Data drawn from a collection
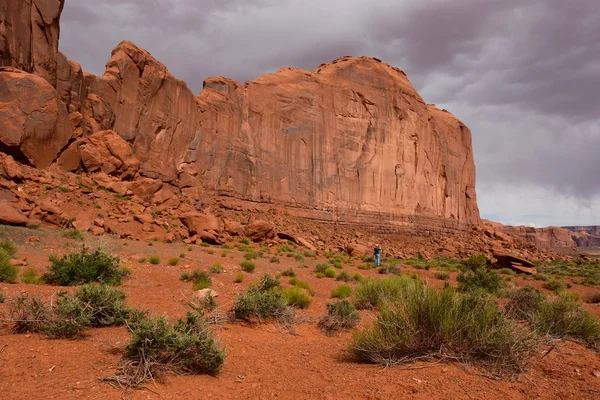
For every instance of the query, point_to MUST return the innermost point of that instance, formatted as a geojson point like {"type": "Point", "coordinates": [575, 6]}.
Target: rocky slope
{"type": "Point", "coordinates": [349, 142]}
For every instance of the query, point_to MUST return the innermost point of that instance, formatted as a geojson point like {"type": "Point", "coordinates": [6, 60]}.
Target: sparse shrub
{"type": "Point", "coordinates": [30, 277]}
{"type": "Point", "coordinates": [480, 278]}
{"type": "Point", "coordinates": [217, 268]}
{"type": "Point", "coordinates": [302, 284]}
{"type": "Point", "coordinates": [105, 305]}
{"type": "Point", "coordinates": [297, 297]}
{"type": "Point", "coordinates": [154, 260]}
{"type": "Point", "coordinates": [248, 266]}
{"type": "Point", "coordinates": [444, 276]}
{"type": "Point", "coordinates": [329, 273]}
{"type": "Point", "coordinates": [157, 348]}
{"type": "Point", "coordinates": [342, 292]}
{"type": "Point", "coordinates": [239, 277]}
{"type": "Point", "coordinates": [594, 299]}
{"type": "Point", "coordinates": [562, 317]}
{"type": "Point", "coordinates": [74, 234]}
{"type": "Point", "coordinates": [84, 267]}
{"type": "Point", "coordinates": [28, 314]}
{"type": "Point", "coordinates": [201, 280]}
{"type": "Point", "coordinates": [423, 322]}
{"type": "Point", "coordinates": [8, 272]}
{"type": "Point", "coordinates": [321, 268]}
{"type": "Point", "coordinates": [289, 272]}
{"type": "Point", "coordinates": [263, 301]}
{"type": "Point", "coordinates": [390, 270]}
{"type": "Point", "coordinates": [340, 315]}
{"type": "Point", "coordinates": [374, 292]}
{"type": "Point", "coordinates": [343, 277]}
{"type": "Point", "coordinates": [555, 285]}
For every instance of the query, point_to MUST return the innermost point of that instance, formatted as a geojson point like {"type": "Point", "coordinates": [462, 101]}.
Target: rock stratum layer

*THE PROBLEM*
Rewrite the entries with "Target" switched to "Object" everywhere it appears, keeping everything else the same. Omit the pictures.

*EXERCISE SOLUTION*
For every instance of the query, point_to MUST return the innermost point of that instance, formatted as a geojson point like {"type": "Point", "coordinates": [575, 6]}.
Object: rocky slope
{"type": "Point", "coordinates": [349, 142]}
For every instance of the query, point_to MUST return the innermost point of that instance, formatted as a geojson point like {"type": "Point", "coordinates": [6, 60]}.
Object: sparse shrub
{"type": "Point", "coordinates": [30, 277]}
{"type": "Point", "coordinates": [480, 278]}
{"type": "Point", "coordinates": [217, 268]}
{"type": "Point", "coordinates": [302, 284]}
{"type": "Point", "coordinates": [105, 305]}
{"type": "Point", "coordinates": [297, 297]}
{"type": "Point", "coordinates": [154, 260]}
{"type": "Point", "coordinates": [248, 266]}
{"type": "Point", "coordinates": [444, 276]}
{"type": "Point", "coordinates": [329, 273]}
{"type": "Point", "coordinates": [157, 348]}
{"type": "Point", "coordinates": [342, 292]}
{"type": "Point", "coordinates": [239, 277]}
{"type": "Point", "coordinates": [594, 299]}
{"type": "Point", "coordinates": [562, 317]}
{"type": "Point", "coordinates": [74, 234]}
{"type": "Point", "coordinates": [84, 267]}
{"type": "Point", "coordinates": [28, 314]}
{"type": "Point", "coordinates": [201, 280]}
{"type": "Point", "coordinates": [423, 322]}
{"type": "Point", "coordinates": [8, 272]}
{"type": "Point", "coordinates": [321, 268]}
{"type": "Point", "coordinates": [289, 272]}
{"type": "Point", "coordinates": [263, 301]}
{"type": "Point", "coordinates": [390, 270]}
{"type": "Point", "coordinates": [340, 315]}
{"type": "Point", "coordinates": [374, 292]}
{"type": "Point", "coordinates": [343, 277]}
{"type": "Point", "coordinates": [555, 285]}
For every instance of the query, point_to MUST return the innermost point of that instance, formatted as a geojson point like {"type": "Point", "coordinates": [462, 101]}.
Object: rock stratum layer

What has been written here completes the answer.